--- Task data ---

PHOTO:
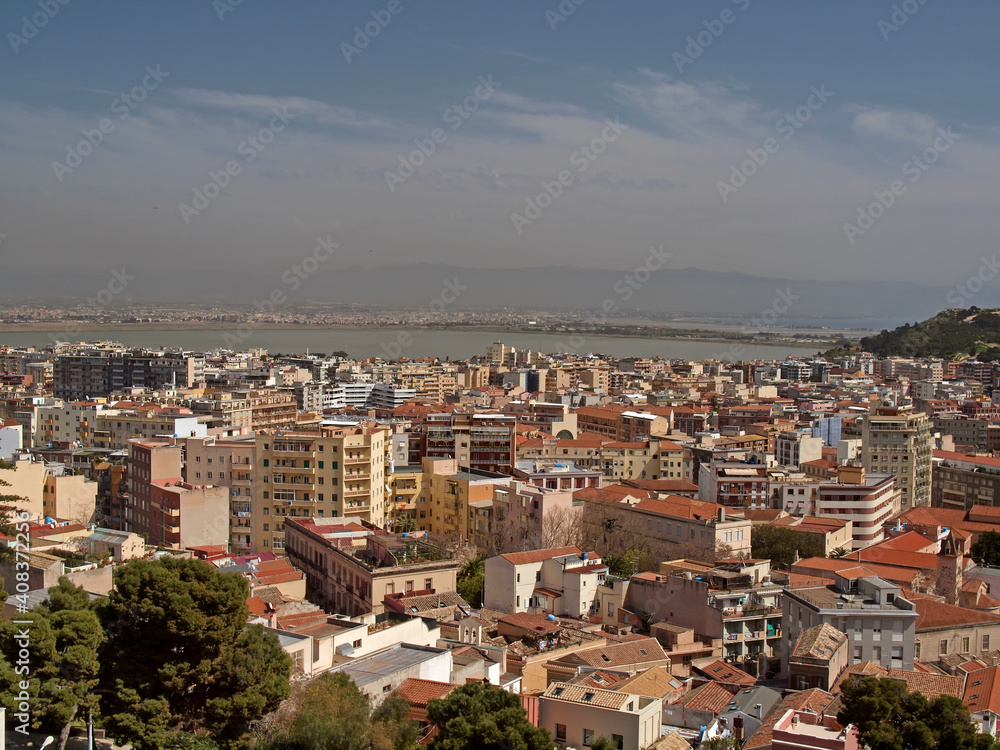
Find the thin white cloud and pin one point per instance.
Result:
(316, 110)
(896, 125)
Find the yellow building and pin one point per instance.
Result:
(337, 471)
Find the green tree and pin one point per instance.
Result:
(780, 543)
(333, 714)
(986, 550)
(63, 668)
(471, 578)
(479, 715)
(888, 717)
(180, 657)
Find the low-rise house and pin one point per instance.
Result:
(819, 656)
(576, 715)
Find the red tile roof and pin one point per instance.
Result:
(721, 672)
(982, 690)
(418, 693)
(539, 555)
(711, 696)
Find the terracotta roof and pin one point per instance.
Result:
(540, 555)
(819, 642)
(418, 693)
(620, 654)
(584, 694)
(982, 690)
(711, 696)
(935, 615)
(929, 684)
(656, 682)
(720, 671)
(532, 623)
(814, 700)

---

• Exercise prompt
Leave out all images, then reproduce the entries above exactly.

• Solution
PHOTO:
Find the thin white cloud and pin one point per instance.
Result:
(316, 110)
(896, 125)
Find the yellow building and pin one point per instance.
Result:
(337, 471)
Find the green tree and pin one point per instance.
Result:
(780, 543)
(333, 714)
(986, 550)
(63, 668)
(471, 578)
(479, 715)
(888, 717)
(180, 657)
Find the low-rise house and pin one point per instance.
Result:
(819, 656)
(576, 715)
Find the red tile roof and pin one point per instance.
Result:
(721, 672)
(982, 690)
(418, 693)
(539, 555)
(711, 696)
Find the terracotta roof and pin one point per instance.
Result:
(540, 555)
(819, 642)
(418, 693)
(620, 654)
(584, 694)
(982, 690)
(711, 696)
(935, 615)
(929, 684)
(656, 682)
(720, 671)
(532, 623)
(814, 700)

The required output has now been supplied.